D'après le texte sur les congés payés, quelle est la durée de la période légale fixée en France pour le délai de prescription de l'indemnité de congés payés ?

_Texte fourni:_
□ □ □ □

La question déterminante porte sur les périodes susceptibles de faire l’objet d’une attribution rétroactive de congés payés (ou d’indemnités compensatrices de congés payés). Toujours selon la jurisprudence européenne, le point de départ du délai de prescription de l’indemnité de congés payés doit être fixé à l’expiration d’une période légale, qui est fixée à trois années en France. Néanmoins, cette prescription n’est applicable que si l’employeur justifie avoir accompli l’intégralité des diligences qui lui incombent légalement, afin de permettre au salarié d’exercer son droit aux congés payés. Ce qui n’était pas le cas de la majorité des entreprises françaises : si elles respectent le droit national, elles n’étaient en effet pas en phase avec le droit européen, puisqu’elles n’offraient pas à leur salariés la possibilité d’acquérir des congés payés, lorsqu’ils étaient en arrêt maladie. En d’autres termes, les salariés français pourraient exiger de bénéficier rétroactivement de congés payés ou d’indemnités compensatrices de congés payés, sur une période illimitée.
Conséquences à prévoir et rôle du dialogue social
Une demande massive d’attribution de ces droits aux congés payés pourrait potentiellement générer pour les entreprises de problèmes de fonctionnement opérationnel comme de trésorerie, que la CFTC ne peut pas ignorer. Certains employeurs sont néanmoins déjà en règle, du fait de conventions collectives ou accords d’entreprise qui prévoient déjà l’acquisition de congés payés en cas de maladie. D’autres entreprises – et avec elles, les emplois qu’elles pourvoient – pourraient en revanche être fragilisées par la nécessité de s’acquitter de coûts qu’elles n’auraient en aucun cas pu anticiper budgétairement. Par ailleurs, il est possible qu’un certain nombre d’entre elles engagent la responsabilité des pouvoirs publics devant les juridictions administratives, l’absence de transposition de la directive européenne par l’Etat leur ayant causé un préjudice financier.

□ □ □ □

_Enregistrements extraits d'une collection:_
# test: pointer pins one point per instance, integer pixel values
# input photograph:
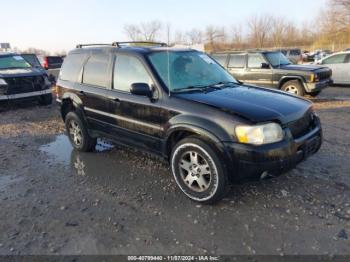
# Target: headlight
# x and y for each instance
(2, 82)
(259, 134)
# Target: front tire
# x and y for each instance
(45, 100)
(78, 134)
(294, 87)
(198, 171)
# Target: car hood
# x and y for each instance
(301, 67)
(253, 103)
(18, 72)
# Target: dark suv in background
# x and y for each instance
(182, 105)
(272, 69)
(19, 80)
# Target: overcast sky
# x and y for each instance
(57, 25)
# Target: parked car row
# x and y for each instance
(272, 69)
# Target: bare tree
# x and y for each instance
(260, 28)
(278, 30)
(237, 36)
(147, 31)
(212, 34)
(195, 36)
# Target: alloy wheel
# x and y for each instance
(75, 133)
(195, 171)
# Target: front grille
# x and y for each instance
(303, 125)
(18, 85)
(324, 75)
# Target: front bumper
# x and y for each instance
(317, 86)
(25, 95)
(247, 161)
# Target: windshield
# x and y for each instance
(31, 59)
(15, 61)
(277, 59)
(186, 69)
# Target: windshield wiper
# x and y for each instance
(191, 88)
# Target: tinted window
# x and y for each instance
(221, 59)
(54, 60)
(72, 67)
(336, 59)
(16, 61)
(96, 70)
(127, 71)
(295, 52)
(255, 60)
(237, 61)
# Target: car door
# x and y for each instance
(96, 79)
(337, 63)
(237, 66)
(134, 119)
(255, 73)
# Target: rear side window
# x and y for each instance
(336, 59)
(295, 52)
(96, 70)
(127, 71)
(72, 67)
(237, 61)
(255, 60)
(221, 59)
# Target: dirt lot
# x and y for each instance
(54, 200)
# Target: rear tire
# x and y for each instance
(45, 100)
(198, 171)
(294, 87)
(78, 134)
(314, 94)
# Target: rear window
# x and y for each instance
(54, 60)
(96, 71)
(295, 52)
(237, 61)
(335, 59)
(220, 58)
(15, 61)
(72, 67)
(32, 59)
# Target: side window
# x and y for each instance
(127, 71)
(255, 60)
(336, 59)
(96, 70)
(221, 59)
(237, 61)
(72, 67)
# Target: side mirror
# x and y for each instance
(265, 66)
(141, 89)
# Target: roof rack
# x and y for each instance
(139, 43)
(123, 44)
(81, 46)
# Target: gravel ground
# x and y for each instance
(54, 200)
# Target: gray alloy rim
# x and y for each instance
(75, 133)
(292, 89)
(195, 171)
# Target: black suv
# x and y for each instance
(272, 69)
(182, 105)
(20, 80)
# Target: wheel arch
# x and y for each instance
(70, 102)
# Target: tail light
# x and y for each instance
(46, 63)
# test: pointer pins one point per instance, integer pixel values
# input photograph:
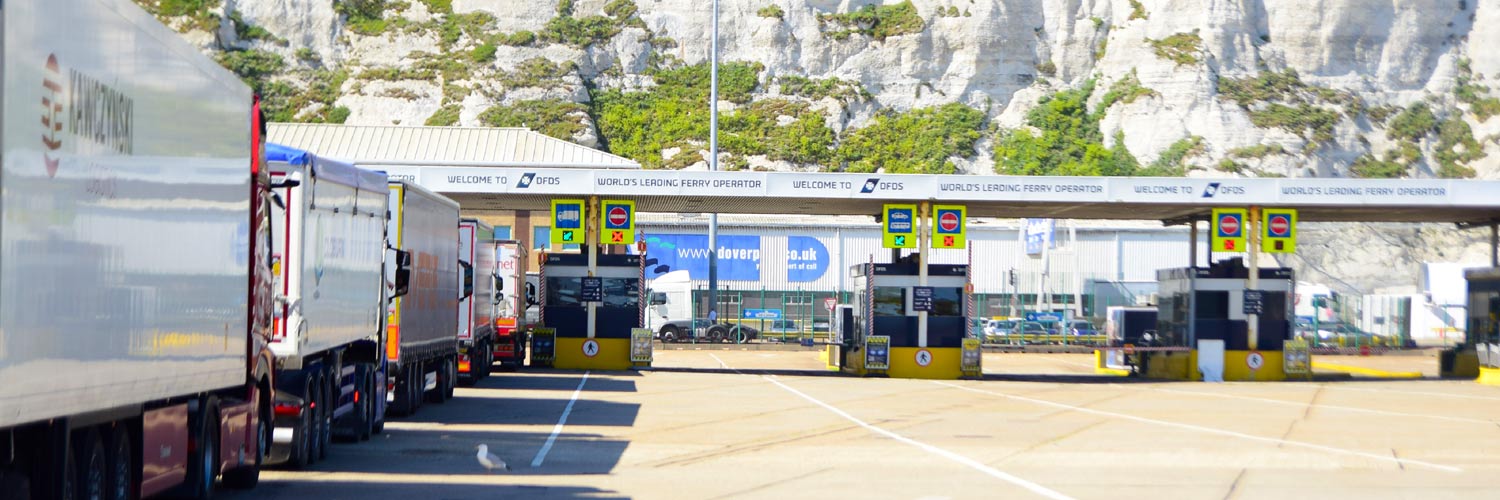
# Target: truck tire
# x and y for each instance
(120, 464)
(246, 478)
(440, 392)
(326, 409)
(68, 481)
(92, 466)
(302, 436)
(315, 416)
(452, 379)
(203, 466)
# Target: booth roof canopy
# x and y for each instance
(375, 146)
(1154, 198)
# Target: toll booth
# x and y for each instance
(1206, 310)
(591, 316)
(1479, 353)
(888, 335)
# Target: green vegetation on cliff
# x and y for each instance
(1067, 141)
(875, 21)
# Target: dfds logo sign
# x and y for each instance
(900, 221)
(528, 179)
(873, 183)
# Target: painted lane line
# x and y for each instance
(971, 463)
(1415, 392)
(720, 362)
(1208, 430)
(1331, 407)
(557, 430)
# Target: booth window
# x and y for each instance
(563, 292)
(947, 301)
(621, 292)
(542, 237)
(890, 301)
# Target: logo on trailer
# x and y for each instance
(948, 221)
(51, 114)
(1211, 189)
(1229, 225)
(1280, 225)
(618, 216)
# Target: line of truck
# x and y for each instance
(182, 304)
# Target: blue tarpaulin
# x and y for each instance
(285, 155)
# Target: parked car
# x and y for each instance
(1082, 328)
(996, 331)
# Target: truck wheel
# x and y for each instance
(68, 481)
(453, 379)
(366, 424)
(314, 418)
(204, 464)
(122, 467)
(248, 476)
(92, 469)
(326, 409)
(302, 436)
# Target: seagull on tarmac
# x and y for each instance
(489, 460)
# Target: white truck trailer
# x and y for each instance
(477, 310)
(329, 269)
(420, 343)
(134, 260)
(516, 301)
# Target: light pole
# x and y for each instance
(713, 164)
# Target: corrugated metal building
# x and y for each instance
(779, 257)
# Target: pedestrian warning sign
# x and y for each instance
(1227, 233)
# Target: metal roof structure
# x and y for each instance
(380, 144)
(1151, 198)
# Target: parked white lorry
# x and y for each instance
(330, 376)
(134, 260)
(422, 347)
(477, 310)
(515, 299)
(671, 314)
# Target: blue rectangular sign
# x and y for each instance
(738, 256)
(762, 314)
(923, 299)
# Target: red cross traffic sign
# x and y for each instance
(1227, 231)
(1280, 225)
(1229, 225)
(948, 221)
(618, 216)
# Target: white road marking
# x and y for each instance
(1331, 407)
(1413, 392)
(1208, 430)
(557, 430)
(971, 463)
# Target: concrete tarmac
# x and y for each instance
(725, 424)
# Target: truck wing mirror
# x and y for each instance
(468, 280)
(402, 274)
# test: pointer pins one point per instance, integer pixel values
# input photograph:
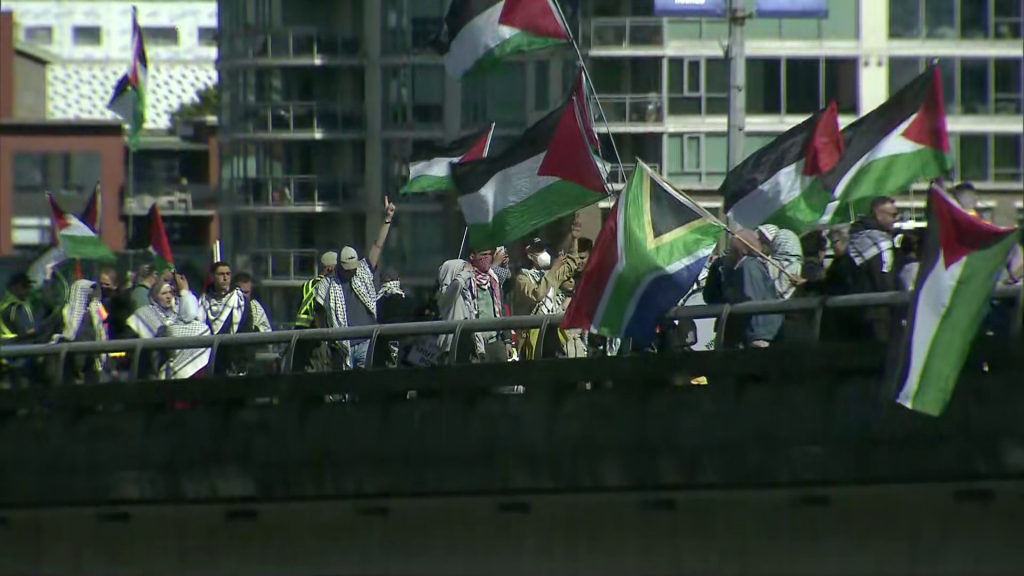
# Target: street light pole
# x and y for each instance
(735, 54)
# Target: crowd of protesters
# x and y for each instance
(766, 263)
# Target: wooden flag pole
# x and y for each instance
(589, 82)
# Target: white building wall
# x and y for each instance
(80, 83)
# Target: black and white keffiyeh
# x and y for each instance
(148, 321)
(332, 296)
(217, 311)
(81, 303)
(867, 243)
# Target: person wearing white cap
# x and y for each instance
(785, 249)
(348, 297)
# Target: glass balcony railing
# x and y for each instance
(299, 117)
(297, 191)
(295, 43)
(632, 109)
(279, 265)
(617, 177)
(627, 32)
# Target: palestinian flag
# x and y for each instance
(90, 216)
(547, 173)
(961, 261)
(780, 182)
(159, 245)
(128, 100)
(479, 34)
(76, 239)
(901, 141)
(580, 92)
(430, 169)
(652, 248)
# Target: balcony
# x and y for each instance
(632, 109)
(615, 34)
(275, 265)
(298, 118)
(305, 44)
(295, 194)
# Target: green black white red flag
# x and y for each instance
(549, 172)
(479, 34)
(961, 261)
(430, 168)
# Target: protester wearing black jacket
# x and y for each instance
(873, 261)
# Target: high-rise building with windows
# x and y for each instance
(322, 103)
(665, 84)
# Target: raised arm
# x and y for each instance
(374, 257)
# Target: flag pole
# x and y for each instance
(130, 189)
(586, 75)
(704, 211)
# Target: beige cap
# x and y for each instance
(348, 259)
(329, 259)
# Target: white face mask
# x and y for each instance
(543, 260)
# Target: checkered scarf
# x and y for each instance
(80, 302)
(147, 321)
(185, 363)
(335, 306)
(867, 242)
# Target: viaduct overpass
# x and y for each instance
(792, 460)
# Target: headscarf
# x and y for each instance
(147, 321)
(390, 285)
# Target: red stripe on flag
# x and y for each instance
(596, 277)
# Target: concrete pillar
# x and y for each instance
(373, 94)
(873, 65)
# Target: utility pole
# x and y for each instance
(735, 54)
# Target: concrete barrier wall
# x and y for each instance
(909, 530)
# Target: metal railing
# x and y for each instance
(633, 109)
(297, 191)
(295, 43)
(459, 329)
(299, 117)
(616, 177)
(627, 32)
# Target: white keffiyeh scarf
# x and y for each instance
(80, 302)
(218, 311)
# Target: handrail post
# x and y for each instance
(454, 346)
(286, 365)
(816, 319)
(372, 346)
(539, 346)
(136, 355)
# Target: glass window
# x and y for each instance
(764, 78)
(973, 158)
(39, 35)
(802, 79)
(55, 171)
(1008, 158)
(160, 36)
(969, 19)
(87, 35)
(207, 36)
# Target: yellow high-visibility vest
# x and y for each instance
(305, 317)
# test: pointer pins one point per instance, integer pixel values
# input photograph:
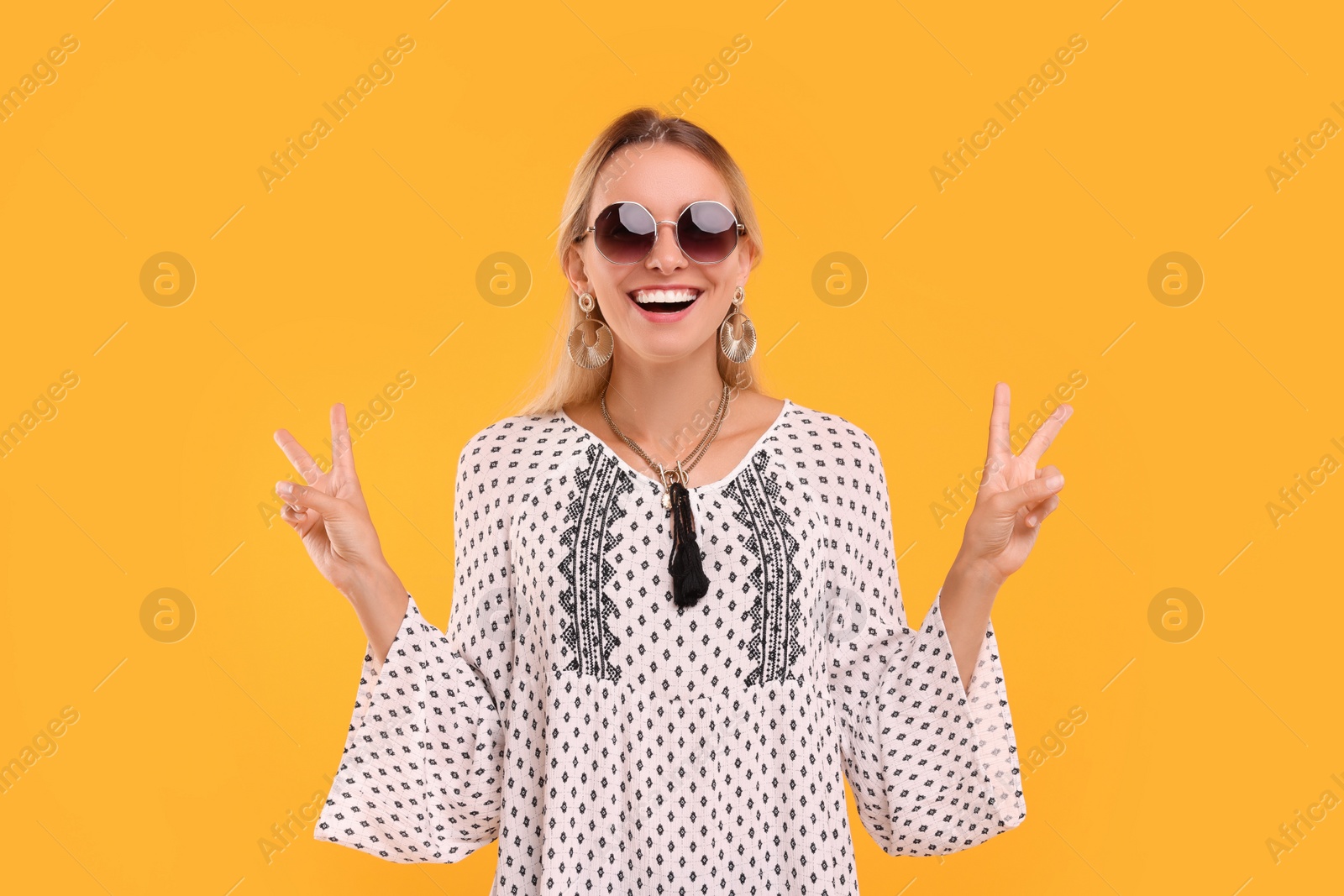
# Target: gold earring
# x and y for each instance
(597, 352)
(737, 332)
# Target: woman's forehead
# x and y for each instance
(664, 179)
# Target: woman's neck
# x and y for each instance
(665, 407)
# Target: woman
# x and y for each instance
(676, 618)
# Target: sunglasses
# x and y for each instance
(706, 231)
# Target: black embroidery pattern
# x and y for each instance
(585, 569)
(776, 611)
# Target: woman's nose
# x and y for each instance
(667, 253)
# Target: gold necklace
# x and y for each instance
(685, 563)
(679, 472)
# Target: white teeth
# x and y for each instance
(648, 296)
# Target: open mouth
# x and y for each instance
(664, 301)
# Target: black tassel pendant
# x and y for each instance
(689, 579)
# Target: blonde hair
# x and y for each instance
(561, 380)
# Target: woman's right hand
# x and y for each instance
(331, 516)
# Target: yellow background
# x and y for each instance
(358, 265)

□ □ □ □

_Réponse attendue:_ Trois années.